The data:
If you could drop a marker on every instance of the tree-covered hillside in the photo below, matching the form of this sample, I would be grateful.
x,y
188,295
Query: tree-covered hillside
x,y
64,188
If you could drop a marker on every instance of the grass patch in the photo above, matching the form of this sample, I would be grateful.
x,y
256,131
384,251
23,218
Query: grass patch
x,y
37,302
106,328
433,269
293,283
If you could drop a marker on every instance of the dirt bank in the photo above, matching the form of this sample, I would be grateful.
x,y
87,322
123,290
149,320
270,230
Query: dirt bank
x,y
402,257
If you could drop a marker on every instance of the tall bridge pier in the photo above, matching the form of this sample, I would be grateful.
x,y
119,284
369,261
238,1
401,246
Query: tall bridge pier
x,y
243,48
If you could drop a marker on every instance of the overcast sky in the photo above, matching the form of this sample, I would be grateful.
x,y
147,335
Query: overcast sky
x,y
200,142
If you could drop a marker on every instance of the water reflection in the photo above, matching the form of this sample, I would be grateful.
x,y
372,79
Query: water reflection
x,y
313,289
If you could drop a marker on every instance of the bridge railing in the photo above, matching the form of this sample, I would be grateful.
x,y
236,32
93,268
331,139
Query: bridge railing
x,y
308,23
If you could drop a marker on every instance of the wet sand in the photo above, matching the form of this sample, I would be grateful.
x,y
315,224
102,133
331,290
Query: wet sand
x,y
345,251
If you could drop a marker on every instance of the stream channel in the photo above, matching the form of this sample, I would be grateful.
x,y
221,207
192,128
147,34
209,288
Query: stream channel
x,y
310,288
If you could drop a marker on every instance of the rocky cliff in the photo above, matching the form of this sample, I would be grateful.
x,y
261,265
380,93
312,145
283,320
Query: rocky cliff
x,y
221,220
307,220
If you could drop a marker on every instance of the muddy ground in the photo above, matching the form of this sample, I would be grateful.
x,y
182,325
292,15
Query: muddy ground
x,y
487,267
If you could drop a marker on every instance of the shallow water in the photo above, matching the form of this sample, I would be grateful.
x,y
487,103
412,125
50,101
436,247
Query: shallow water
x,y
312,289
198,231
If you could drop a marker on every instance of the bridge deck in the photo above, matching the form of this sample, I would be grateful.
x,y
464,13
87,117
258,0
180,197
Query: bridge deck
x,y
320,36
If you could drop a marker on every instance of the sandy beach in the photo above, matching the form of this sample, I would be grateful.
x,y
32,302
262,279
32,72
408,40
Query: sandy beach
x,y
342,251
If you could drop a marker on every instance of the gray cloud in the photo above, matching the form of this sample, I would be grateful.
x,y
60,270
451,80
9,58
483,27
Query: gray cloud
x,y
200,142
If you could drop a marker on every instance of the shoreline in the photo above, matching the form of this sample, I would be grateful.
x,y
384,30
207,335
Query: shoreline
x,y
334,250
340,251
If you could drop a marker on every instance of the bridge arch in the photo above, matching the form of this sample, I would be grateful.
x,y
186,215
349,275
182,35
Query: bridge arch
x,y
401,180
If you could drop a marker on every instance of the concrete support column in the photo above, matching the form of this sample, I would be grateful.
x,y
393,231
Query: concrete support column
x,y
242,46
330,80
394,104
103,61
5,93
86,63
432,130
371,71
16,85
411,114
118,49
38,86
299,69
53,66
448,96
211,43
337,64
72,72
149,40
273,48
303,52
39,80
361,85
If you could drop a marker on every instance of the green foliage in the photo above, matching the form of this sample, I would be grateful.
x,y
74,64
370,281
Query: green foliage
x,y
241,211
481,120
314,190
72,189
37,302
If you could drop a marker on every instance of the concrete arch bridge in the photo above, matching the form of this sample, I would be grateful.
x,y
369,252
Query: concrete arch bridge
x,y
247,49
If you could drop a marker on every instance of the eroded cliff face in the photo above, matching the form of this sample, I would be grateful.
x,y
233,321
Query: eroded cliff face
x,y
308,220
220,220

...

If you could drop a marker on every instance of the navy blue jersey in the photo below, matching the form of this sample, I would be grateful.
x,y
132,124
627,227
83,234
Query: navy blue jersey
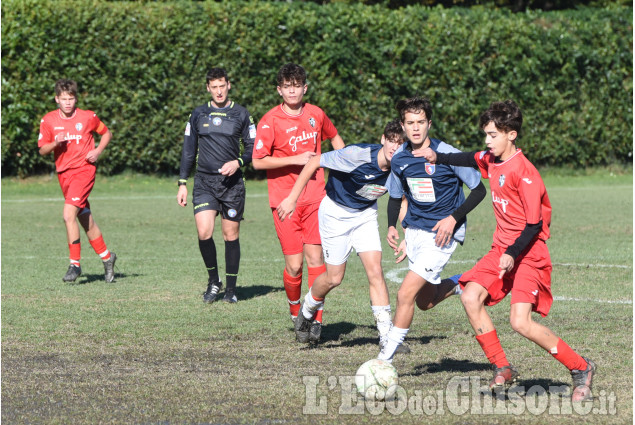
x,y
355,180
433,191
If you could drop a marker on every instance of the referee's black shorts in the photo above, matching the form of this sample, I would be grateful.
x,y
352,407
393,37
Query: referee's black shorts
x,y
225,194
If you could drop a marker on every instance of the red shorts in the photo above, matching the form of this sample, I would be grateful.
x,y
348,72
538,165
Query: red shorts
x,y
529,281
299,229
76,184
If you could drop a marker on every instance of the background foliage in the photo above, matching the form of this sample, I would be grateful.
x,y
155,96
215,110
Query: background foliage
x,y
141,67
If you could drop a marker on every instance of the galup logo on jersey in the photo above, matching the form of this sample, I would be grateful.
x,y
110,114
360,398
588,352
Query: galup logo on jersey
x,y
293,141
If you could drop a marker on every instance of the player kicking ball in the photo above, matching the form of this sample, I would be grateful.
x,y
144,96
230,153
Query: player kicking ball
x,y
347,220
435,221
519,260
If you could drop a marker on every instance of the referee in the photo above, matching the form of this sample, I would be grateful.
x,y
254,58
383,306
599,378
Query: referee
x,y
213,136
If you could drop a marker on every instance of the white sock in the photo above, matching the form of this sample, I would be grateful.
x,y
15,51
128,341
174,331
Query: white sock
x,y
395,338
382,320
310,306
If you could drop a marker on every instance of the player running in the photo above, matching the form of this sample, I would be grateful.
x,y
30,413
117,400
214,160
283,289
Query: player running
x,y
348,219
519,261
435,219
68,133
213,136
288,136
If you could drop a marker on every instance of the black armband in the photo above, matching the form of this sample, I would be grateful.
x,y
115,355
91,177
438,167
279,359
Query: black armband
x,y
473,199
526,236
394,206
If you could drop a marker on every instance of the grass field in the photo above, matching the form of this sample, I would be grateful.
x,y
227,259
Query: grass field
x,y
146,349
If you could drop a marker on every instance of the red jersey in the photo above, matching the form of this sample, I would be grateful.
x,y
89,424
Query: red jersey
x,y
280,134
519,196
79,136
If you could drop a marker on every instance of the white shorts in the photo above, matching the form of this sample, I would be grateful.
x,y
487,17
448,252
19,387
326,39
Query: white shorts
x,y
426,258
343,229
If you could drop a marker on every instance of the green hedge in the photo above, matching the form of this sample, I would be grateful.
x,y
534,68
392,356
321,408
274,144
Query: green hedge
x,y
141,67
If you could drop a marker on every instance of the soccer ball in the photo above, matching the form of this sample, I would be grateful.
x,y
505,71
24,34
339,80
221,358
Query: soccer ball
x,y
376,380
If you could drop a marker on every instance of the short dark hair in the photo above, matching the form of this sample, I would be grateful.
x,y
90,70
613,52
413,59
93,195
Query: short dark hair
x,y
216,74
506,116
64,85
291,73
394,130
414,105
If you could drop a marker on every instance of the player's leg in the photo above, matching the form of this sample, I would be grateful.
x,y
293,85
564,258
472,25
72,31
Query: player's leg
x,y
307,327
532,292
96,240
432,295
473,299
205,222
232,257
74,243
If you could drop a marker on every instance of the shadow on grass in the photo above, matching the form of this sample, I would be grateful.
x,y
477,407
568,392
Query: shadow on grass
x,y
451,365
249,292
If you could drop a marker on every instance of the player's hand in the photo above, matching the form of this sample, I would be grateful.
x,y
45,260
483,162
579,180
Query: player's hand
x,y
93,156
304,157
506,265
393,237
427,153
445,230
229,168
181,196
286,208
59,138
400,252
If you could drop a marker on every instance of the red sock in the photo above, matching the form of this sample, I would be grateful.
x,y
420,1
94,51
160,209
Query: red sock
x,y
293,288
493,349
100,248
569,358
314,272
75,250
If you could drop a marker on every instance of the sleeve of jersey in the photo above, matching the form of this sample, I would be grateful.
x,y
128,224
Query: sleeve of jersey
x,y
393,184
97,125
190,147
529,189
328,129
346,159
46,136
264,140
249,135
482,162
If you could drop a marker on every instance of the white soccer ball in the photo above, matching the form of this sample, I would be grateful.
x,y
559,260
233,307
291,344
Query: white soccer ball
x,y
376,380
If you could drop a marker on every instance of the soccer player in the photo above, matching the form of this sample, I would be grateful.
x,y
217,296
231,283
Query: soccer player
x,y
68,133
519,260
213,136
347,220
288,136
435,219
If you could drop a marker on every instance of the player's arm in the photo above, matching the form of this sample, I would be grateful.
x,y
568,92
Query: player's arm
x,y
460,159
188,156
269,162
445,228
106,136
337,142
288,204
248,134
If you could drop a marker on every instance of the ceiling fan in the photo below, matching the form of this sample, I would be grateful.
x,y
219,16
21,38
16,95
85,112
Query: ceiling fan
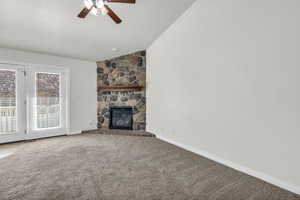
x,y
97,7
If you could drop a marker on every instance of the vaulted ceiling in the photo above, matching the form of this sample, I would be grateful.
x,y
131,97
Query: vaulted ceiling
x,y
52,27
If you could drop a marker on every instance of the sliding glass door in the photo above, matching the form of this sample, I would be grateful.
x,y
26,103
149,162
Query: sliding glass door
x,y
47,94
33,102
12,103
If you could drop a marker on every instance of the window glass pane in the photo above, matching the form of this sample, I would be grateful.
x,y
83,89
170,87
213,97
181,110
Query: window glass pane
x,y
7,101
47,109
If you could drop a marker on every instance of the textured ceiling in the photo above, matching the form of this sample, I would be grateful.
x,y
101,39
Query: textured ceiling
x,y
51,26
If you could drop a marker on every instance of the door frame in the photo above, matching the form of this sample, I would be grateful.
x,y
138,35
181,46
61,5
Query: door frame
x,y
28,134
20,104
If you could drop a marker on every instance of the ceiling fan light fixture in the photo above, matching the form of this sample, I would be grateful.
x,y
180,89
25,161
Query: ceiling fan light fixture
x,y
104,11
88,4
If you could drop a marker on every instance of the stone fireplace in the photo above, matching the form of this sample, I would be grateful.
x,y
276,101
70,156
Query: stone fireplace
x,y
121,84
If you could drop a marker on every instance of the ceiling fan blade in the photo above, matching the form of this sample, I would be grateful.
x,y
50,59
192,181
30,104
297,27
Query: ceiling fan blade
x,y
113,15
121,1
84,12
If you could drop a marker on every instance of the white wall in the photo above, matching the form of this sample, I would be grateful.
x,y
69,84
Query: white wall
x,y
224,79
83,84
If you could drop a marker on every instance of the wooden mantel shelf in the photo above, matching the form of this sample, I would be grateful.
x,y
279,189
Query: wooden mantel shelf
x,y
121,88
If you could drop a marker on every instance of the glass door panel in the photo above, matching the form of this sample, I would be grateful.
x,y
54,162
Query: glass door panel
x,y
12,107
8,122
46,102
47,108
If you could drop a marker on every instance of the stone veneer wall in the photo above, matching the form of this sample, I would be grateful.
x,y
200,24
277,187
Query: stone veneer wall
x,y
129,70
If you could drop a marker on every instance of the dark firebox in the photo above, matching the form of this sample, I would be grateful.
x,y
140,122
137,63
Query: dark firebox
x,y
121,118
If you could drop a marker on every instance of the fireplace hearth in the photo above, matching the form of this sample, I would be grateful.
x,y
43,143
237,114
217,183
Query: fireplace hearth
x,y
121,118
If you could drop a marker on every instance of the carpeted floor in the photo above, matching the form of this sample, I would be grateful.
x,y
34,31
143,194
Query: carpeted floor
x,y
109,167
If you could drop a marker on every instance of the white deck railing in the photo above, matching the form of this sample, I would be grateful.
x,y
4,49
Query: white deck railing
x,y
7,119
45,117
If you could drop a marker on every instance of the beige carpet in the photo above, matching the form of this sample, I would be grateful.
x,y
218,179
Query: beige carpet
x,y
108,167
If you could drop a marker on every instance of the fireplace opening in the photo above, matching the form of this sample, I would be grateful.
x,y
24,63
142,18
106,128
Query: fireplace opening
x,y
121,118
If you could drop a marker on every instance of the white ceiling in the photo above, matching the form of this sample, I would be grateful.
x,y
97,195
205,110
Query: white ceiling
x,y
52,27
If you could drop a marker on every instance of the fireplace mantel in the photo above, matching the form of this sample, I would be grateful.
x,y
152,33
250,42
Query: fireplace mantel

---

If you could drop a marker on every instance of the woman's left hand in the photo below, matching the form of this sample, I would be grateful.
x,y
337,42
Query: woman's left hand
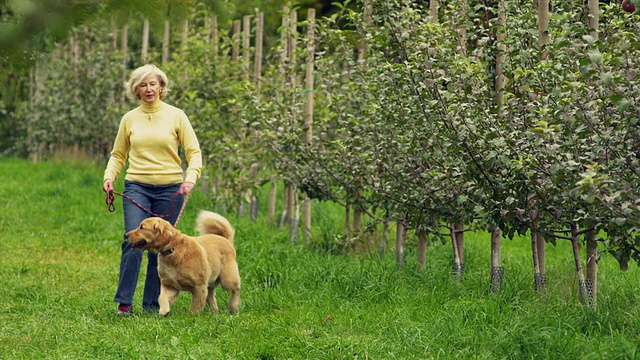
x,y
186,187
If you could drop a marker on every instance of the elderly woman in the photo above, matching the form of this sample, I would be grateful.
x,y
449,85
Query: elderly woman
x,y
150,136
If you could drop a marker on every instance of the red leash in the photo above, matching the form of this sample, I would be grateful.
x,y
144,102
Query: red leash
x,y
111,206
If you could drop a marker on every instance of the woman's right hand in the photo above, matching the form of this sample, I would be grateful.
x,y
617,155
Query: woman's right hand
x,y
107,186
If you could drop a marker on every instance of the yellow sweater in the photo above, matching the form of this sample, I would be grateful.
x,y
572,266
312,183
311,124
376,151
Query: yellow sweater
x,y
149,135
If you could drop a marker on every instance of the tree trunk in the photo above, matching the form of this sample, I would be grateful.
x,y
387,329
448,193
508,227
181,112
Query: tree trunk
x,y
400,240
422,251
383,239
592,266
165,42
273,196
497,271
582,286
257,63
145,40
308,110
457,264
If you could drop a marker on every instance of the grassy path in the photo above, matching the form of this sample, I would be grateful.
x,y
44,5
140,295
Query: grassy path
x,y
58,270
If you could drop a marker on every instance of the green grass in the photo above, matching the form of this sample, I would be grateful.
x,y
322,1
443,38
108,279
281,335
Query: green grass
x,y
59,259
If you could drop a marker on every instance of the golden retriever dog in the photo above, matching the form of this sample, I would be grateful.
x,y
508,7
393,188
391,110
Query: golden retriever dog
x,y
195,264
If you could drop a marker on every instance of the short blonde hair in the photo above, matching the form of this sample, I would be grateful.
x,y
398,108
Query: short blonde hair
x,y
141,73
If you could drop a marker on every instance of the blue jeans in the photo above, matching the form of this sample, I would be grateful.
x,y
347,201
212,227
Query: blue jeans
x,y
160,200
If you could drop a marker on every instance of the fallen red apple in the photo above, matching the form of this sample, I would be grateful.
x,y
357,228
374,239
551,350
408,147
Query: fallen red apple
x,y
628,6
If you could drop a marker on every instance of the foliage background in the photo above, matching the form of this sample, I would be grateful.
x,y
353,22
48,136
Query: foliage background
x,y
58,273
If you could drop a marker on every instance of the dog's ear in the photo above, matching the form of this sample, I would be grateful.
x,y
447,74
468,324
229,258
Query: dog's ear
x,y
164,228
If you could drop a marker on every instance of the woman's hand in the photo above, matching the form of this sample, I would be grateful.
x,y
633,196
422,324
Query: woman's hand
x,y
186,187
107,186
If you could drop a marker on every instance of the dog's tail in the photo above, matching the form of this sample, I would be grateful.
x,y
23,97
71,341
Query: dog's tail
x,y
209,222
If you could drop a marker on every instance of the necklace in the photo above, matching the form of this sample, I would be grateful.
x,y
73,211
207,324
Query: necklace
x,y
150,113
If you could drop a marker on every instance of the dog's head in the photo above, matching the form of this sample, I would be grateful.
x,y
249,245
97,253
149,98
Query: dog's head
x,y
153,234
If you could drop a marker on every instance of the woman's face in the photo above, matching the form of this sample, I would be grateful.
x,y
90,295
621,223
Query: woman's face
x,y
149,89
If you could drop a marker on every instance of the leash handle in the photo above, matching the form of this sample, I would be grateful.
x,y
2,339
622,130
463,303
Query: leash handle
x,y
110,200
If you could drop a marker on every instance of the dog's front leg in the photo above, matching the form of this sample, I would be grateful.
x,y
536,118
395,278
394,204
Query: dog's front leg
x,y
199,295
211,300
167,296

Problem description: Please report every line in the records above that contains the word "elderly", copying each one in full. Case counts, so a line only qualifies when the letters match in upper and lower case.

The completed task:
If you could drop a marker on every instance of the elderly woman in the photo above, matching the form of this sample, I would be grateful.
Query: elderly woman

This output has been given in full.